··· EXCERPT ···

She turned her face back towards her water glass as if she was considering my idea.

“It’d never work,” she said. “They’ve polled people and they don’t care about people like that.”

“There’s always some problems with all my great ideas,” I believe is what I said.

We rambled on about what social scientists call the “white woman syndrome,” a term used to explain the short-lived news coverage and lack of public interest when murder victims are members of minority groups.

If you are blonde and blue-eyed, and the victim of a homicide, you’re most likely to get more attention from the news media. But if you’re a prostitute or homeless, you’re also less likely to get attention from the news media and even potentially from the police. These are what are called “devalued” victims.

My friend Patty Vance has her whiteness going for her, but the prostitution works against her. I don’t know if those two aspects of her case simply cancel one another out. There should not be an algebra of eligibility when it comes to getting justice.

··· RECORD SET ···

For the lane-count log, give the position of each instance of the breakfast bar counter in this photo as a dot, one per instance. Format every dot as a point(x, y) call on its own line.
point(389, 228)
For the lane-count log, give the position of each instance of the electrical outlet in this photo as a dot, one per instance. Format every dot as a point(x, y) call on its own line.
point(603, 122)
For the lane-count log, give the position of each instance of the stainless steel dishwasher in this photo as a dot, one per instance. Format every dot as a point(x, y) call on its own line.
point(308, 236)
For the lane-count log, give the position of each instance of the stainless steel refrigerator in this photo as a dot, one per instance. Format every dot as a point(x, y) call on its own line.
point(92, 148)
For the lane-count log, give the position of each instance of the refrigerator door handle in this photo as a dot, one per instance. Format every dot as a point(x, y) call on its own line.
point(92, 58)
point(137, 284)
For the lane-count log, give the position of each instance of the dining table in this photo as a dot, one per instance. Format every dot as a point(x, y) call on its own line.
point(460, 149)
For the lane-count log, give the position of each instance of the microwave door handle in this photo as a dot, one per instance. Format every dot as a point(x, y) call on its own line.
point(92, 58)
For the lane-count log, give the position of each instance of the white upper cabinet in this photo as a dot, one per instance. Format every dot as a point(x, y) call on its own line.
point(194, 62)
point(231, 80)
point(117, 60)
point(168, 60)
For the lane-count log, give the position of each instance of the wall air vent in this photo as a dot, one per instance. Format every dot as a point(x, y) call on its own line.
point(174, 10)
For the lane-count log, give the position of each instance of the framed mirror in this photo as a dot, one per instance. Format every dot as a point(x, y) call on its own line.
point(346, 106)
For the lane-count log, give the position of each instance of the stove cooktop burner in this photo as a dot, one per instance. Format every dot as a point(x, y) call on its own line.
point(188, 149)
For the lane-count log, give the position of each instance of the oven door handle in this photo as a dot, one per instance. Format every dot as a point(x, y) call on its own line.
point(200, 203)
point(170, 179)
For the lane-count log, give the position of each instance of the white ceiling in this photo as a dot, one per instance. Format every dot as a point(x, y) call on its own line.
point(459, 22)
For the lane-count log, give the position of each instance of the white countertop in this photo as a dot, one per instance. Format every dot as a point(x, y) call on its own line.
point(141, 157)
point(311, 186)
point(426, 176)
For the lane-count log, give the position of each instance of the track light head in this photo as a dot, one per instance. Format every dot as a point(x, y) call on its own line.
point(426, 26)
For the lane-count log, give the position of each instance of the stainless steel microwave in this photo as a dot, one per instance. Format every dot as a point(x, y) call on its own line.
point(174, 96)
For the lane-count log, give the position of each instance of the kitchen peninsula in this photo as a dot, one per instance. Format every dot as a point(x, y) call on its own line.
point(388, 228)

···
··· RECORD SET ···

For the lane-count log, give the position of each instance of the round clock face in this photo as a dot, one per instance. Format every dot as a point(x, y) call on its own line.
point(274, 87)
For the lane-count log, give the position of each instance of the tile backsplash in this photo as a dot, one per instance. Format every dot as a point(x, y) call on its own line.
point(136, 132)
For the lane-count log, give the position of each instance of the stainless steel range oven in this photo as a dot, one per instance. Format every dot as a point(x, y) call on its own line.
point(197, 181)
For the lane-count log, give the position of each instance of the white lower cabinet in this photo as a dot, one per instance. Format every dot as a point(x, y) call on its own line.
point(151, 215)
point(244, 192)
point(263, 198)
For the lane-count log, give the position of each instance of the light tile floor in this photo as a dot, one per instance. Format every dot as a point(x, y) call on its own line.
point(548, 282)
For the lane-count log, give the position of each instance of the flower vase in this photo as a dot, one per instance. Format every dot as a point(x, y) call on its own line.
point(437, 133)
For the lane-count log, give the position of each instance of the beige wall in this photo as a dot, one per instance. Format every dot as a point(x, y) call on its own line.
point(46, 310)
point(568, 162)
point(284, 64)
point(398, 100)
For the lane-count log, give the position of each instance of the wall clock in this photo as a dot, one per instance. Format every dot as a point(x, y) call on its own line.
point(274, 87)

···

WORK TO COMPLETE:
A: According to the excerpt, which groups of victims tend to receive less attention from the news media?
B: In the excerpt, which aspect of Patty Vance's case works against her?

OUTPUTS BY TASK:
A: Murder victims who are members of minority groups, prostitutes, and homeless people.

B: The prostitution.